Exercise details:
Beginning at the line containing "Query: white column" and continuing to the end of the records below, give each line again exactly as it stands, and only those lines.

Input:
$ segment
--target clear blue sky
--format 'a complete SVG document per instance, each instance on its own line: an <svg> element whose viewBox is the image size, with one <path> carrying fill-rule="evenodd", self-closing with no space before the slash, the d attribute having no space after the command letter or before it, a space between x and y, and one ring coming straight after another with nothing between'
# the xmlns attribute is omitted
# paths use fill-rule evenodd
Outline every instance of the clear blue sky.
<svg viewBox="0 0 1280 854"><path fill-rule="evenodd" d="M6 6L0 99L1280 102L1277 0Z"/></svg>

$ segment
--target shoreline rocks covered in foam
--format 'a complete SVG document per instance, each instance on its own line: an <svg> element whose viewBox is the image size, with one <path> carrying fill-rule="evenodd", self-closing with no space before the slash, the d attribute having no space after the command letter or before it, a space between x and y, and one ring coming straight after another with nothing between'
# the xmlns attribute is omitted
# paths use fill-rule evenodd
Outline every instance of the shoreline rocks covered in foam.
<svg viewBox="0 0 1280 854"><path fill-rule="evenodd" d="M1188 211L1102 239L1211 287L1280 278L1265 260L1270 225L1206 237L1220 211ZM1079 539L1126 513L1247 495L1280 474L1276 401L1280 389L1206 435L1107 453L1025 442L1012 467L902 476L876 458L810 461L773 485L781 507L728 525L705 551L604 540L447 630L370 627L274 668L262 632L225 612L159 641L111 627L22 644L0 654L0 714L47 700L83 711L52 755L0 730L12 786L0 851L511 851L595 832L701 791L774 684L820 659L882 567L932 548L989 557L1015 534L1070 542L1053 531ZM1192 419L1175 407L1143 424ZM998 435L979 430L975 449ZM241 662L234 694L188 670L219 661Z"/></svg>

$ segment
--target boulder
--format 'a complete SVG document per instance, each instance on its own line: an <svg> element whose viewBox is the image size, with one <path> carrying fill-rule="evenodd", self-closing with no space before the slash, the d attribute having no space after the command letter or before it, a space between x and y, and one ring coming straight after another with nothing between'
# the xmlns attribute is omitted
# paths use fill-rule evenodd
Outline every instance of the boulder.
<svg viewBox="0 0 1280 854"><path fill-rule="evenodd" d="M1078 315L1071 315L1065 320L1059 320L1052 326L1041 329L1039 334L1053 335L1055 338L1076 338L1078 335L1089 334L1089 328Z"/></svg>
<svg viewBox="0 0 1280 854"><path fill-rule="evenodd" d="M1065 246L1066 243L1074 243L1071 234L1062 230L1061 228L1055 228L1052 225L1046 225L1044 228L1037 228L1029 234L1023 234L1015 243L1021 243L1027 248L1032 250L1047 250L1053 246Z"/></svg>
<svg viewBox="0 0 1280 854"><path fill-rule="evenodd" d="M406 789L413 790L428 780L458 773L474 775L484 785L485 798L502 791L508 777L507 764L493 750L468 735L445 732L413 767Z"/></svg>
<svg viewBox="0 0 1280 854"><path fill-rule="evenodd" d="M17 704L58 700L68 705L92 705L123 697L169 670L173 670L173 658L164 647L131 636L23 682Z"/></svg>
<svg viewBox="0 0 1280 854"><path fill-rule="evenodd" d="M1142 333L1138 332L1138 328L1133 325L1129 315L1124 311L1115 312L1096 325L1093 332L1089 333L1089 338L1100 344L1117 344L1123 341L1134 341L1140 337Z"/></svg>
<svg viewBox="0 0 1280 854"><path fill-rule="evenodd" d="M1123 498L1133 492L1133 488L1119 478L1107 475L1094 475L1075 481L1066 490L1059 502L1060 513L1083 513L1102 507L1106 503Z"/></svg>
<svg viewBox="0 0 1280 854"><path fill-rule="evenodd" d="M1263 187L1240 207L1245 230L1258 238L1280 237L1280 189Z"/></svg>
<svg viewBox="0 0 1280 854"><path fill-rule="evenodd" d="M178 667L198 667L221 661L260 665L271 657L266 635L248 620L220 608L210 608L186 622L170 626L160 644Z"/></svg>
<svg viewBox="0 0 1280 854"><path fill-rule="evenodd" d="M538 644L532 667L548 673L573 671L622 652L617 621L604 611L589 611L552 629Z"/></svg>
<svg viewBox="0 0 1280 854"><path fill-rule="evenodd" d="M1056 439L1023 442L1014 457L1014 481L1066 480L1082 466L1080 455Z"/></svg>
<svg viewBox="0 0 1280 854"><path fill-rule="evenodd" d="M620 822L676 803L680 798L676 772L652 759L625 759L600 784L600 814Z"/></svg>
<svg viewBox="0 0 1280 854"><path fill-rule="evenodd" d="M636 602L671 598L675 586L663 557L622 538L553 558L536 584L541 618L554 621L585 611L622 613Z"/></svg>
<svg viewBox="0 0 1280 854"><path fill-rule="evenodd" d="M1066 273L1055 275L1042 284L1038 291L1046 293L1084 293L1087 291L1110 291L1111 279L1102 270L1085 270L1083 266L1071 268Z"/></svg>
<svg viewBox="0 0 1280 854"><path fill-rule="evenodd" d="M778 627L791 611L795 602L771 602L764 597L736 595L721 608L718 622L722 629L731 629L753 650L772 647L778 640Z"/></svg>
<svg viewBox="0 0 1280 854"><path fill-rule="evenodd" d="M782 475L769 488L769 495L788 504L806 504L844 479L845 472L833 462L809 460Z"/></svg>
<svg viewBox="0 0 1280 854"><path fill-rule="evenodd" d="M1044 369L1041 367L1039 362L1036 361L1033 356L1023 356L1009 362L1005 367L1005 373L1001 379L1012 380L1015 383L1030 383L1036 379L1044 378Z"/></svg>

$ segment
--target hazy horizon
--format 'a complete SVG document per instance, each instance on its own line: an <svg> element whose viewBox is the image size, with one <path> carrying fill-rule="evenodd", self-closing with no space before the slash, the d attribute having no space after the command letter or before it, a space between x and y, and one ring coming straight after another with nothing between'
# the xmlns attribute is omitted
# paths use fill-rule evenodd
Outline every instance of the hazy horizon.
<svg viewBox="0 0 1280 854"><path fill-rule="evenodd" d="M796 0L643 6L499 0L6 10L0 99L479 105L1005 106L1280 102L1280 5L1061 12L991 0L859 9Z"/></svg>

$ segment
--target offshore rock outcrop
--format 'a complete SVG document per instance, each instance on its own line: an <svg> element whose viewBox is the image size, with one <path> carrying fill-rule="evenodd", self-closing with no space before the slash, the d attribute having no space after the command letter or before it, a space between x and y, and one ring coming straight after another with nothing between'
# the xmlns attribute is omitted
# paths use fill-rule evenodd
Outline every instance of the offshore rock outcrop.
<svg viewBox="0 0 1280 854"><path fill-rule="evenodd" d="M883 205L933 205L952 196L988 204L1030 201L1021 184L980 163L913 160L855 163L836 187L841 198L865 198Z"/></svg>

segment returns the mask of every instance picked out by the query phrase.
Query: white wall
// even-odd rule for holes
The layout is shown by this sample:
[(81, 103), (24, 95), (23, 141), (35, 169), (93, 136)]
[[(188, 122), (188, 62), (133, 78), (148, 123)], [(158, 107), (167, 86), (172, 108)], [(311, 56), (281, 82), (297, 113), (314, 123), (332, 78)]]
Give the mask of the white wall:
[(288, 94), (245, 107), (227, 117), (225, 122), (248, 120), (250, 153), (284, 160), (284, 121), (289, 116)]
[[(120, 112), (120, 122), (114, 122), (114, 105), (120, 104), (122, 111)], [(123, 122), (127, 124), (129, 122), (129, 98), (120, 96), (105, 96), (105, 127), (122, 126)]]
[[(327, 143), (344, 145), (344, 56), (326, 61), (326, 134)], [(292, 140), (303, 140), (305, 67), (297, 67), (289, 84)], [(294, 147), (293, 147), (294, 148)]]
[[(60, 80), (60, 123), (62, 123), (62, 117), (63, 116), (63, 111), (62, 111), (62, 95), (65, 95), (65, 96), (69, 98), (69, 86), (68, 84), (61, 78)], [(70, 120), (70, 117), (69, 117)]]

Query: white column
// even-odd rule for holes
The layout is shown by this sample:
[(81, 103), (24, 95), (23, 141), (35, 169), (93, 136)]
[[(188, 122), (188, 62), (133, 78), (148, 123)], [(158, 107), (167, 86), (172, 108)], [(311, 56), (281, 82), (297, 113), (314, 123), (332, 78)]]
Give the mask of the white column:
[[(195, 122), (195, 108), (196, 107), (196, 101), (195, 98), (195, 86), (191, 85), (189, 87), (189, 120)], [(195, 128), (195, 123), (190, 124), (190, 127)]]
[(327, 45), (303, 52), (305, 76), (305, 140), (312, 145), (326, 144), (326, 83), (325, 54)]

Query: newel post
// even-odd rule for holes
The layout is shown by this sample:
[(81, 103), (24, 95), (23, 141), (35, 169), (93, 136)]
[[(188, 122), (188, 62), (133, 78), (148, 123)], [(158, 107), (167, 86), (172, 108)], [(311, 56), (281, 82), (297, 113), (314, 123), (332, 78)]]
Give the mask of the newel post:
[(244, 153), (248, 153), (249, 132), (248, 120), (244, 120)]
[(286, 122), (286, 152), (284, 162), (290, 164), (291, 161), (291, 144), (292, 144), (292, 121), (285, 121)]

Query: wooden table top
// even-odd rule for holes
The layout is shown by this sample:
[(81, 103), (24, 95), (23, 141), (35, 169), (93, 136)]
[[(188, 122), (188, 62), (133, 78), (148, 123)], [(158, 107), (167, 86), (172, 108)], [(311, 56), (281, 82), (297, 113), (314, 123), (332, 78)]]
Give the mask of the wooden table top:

Task result:
Query: white column
// even-odd rule for holes
The layout is shown by this sample:
[(81, 103), (24, 95), (23, 141), (35, 169), (93, 136)]
[[(188, 122), (188, 62), (133, 78), (148, 123)], [(158, 107), (167, 86), (172, 108)], [(311, 56), (281, 82), (297, 113), (314, 123), (332, 78)]]
Give the mask of the white column:
[[(195, 122), (195, 108), (196, 107), (196, 101), (195, 98), (195, 86), (191, 85), (189, 87), (189, 120)], [(195, 128), (195, 123), (190, 124), (190, 127)]]
[(327, 45), (303, 52), (305, 76), (305, 140), (312, 145), (326, 144), (326, 83), (325, 54)]

Query: newel post
// even-odd rule for holes
The layout is shown by this sample:
[(81, 103), (24, 95), (23, 141), (35, 169), (93, 136)]
[[(188, 122), (188, 62), (133, 78), (148, 123)], [(158, 107), (167, 86), (172, 108)], [(311, 56), (281, 82), (297, 113), (314, 123), (332, 78)]]
Give the mask of the newel post:
[(244, 153), (248, 153), (249, 132), (248, 120), (244, 120)]
[(286, 122), (286, 152), (284, 162), (290, 164), (291, 161), (291, 144), (292, 144), (292, 121), (285, 121)]

Query: wooden table top
// even-odd rule for holes
The layout is shown by this sample:
[(81, 103), (24, 95), (23, 141), (35, 169), (93, 136)]
[[(188, 122), (188, 62), (133, 78), (148, 123)], [(158, 107), (167, 86), (172, 108)], [(311, 56), (281, 82), (297, 113), (314, 123), (332, 78)]]
Give the mask of the wooden table top:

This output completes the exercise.